The 25th September saw the yearly and much anticipated Meta Connect event take place, and we had some cracking announcements from the Menlo Park company. Let’s delve right in and get to the bones of what is up and coming in the technology giant.

Keynote Takeaways

Mark Zuckerberg started the conference with an action-packed overview of the latest company developments, and a basic roadmap for the next twelve months. The fifty-one-minute speech featured a number of main updates:

Meta Quest 3S

The first thing that Meta CEO revealed during the event was the Quest 3S, which is now available to buy, with the US price of the headset being set at $299, and available in the UK for around £289 for a 128GB version. The 256GB version currently comes in at around £90 more, which is still lower than the price tag of $499.99 that was attached to the Quest 3 when it was released the previous year. Additionally, this version will be a fraction of what Apple’s Vision Pro costs, which comes in at almost $3,500. In terms of technological capabilities, the Quest 3S will be exactly as powerful as the Quest 3 was when it is released. 

The Quest 3S will still use the same Qualcomm Snapdragon XR2 Gen 2 chip — which powers the Quest 3 — including its Adreno 740 GPU and 8GB of RAM notwithstanding its lower pricing. Regarding performance parity, that’s as good as it gets; other areas will see some cuts, most notably with relation to the Quest 3S’ optics. In short, it will be able to carry out all of the same operations and use the same applications, with the primary variations being the storage capacity and the resolution of the display. Since the Quest 3 has a pretty impressive resolution, then a small reduction isn’t going to be too much of an issue.

# [Rows]
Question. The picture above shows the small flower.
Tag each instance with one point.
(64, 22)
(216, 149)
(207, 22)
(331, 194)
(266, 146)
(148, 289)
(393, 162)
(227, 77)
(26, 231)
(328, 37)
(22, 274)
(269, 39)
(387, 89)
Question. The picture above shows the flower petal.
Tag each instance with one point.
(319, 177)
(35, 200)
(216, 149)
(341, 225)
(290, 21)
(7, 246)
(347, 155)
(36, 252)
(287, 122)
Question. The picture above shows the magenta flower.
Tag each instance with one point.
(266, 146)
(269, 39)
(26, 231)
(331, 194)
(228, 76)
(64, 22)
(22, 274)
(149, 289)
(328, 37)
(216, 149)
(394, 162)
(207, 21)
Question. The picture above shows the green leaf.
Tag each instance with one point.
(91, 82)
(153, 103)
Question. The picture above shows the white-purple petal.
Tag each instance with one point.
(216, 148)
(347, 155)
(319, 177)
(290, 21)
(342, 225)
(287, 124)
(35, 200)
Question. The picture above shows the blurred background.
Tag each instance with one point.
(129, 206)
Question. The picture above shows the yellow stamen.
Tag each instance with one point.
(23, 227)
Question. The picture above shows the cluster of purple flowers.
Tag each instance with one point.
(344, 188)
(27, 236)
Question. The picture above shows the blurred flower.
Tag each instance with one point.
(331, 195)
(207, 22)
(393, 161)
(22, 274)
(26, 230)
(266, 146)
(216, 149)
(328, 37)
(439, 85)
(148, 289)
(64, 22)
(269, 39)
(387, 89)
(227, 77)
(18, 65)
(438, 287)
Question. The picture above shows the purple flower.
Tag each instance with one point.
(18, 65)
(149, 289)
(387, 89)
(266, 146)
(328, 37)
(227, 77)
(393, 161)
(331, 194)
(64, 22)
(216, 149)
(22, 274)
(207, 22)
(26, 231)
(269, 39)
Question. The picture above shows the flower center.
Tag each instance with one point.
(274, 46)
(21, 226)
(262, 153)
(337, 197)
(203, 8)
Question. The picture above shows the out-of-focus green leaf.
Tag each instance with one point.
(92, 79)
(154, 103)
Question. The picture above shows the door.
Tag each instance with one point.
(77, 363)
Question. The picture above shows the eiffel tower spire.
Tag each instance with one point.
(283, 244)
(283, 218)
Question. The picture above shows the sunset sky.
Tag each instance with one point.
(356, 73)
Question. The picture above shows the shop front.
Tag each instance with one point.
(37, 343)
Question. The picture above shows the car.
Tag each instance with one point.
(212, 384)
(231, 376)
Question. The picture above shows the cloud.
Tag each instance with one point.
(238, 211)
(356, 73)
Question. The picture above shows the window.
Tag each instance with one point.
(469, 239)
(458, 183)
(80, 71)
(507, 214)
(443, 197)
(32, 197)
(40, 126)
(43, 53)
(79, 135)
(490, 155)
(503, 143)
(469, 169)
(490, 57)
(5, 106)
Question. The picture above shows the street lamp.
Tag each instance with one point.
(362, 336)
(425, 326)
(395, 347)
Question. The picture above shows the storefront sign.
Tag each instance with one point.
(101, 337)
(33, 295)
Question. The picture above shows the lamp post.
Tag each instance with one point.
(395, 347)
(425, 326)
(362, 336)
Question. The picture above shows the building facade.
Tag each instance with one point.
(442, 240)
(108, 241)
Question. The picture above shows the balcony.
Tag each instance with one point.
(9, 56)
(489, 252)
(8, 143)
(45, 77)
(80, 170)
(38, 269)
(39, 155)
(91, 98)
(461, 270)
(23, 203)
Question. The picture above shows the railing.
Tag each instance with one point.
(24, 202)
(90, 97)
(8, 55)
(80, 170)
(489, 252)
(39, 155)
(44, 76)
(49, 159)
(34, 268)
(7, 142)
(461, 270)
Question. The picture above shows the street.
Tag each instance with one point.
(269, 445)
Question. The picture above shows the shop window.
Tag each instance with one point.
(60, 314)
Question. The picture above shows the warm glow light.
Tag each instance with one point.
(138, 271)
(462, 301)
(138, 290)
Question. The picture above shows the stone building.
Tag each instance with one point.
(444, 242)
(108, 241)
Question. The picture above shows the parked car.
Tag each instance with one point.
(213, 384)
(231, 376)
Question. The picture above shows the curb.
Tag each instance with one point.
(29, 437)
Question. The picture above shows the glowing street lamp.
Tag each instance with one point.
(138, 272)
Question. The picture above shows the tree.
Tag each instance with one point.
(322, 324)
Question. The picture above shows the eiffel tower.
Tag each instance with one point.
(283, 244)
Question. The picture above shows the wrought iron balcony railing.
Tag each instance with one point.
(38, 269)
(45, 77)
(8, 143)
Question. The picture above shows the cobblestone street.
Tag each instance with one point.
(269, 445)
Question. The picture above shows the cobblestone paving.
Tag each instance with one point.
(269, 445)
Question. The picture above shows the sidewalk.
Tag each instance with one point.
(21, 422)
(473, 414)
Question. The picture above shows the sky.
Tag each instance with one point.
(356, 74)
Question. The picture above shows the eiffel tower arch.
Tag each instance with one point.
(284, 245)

...

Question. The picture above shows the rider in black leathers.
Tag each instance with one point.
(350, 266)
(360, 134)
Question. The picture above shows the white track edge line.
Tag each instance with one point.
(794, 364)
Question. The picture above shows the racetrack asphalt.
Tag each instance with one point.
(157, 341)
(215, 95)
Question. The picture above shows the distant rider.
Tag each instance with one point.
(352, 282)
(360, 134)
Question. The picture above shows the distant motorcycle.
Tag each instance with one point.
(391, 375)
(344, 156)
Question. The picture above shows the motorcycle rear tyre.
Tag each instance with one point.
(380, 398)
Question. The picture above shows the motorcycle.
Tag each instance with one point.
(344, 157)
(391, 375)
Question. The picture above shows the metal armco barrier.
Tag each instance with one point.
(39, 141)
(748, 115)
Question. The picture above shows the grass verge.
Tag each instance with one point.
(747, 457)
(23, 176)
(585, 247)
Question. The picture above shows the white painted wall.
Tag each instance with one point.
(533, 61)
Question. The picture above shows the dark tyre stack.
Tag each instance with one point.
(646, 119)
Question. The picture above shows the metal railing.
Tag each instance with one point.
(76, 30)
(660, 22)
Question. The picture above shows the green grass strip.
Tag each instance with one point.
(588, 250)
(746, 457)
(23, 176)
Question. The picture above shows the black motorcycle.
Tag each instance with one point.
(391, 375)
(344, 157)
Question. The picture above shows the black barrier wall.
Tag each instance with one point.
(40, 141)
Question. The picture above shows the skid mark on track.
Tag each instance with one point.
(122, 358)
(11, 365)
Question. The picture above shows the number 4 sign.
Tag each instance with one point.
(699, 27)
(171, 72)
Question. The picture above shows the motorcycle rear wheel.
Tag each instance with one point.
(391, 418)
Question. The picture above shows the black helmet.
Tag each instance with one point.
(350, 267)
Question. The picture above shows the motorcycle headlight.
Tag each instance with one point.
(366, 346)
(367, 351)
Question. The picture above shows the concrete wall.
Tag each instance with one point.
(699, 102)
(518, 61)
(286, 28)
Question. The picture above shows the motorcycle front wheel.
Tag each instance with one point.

* * *

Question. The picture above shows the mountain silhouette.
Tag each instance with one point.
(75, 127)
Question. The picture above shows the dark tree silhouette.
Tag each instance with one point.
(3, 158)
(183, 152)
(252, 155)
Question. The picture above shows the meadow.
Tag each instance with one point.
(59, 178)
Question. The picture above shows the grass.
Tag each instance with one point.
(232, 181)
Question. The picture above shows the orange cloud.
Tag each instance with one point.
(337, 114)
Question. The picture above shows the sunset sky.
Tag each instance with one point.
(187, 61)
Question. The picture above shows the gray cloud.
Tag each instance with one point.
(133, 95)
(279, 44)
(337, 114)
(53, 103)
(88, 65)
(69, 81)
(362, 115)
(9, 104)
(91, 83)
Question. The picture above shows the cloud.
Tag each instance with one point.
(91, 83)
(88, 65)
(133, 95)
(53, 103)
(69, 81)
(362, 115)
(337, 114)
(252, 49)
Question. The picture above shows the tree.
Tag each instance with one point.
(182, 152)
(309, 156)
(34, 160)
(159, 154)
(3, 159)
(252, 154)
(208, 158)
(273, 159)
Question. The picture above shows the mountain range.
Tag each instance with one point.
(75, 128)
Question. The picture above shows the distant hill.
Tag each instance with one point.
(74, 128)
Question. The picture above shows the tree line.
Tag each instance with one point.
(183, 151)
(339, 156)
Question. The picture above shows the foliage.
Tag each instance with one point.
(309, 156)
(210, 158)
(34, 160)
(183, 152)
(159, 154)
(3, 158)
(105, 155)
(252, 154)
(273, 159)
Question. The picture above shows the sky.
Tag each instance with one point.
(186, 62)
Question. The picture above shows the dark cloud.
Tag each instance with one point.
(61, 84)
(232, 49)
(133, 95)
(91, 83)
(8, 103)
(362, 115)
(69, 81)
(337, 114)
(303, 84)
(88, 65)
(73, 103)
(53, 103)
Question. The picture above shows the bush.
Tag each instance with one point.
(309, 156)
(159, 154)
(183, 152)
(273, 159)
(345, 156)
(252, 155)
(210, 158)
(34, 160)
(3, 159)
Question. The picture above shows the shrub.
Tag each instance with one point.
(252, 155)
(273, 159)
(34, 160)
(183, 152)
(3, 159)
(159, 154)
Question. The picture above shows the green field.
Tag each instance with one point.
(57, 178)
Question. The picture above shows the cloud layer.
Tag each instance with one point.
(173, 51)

# [Actions to take]
1. Reproduce word for word the stretch of the Meta Connect article from "The 25th September" through "the technology giant.".
2. Gather every line of the records that contains the word "dark".
The Meta Connect article and the records have nothing to do with each other.

# [Task-by-task answers]
1.
The 25th September saw the yearly and much anticipated Meta Connect event take place, and we had some cracking announcements from the Menlo Park company. Let’s delve right in and get to the bones of what is up and coming in the technology giant.

2.
Question. The picture above shows the dark tyre stack.
Question. The picture above shows the dark tree silhouette.
Question. The picture above shows the dark cloud.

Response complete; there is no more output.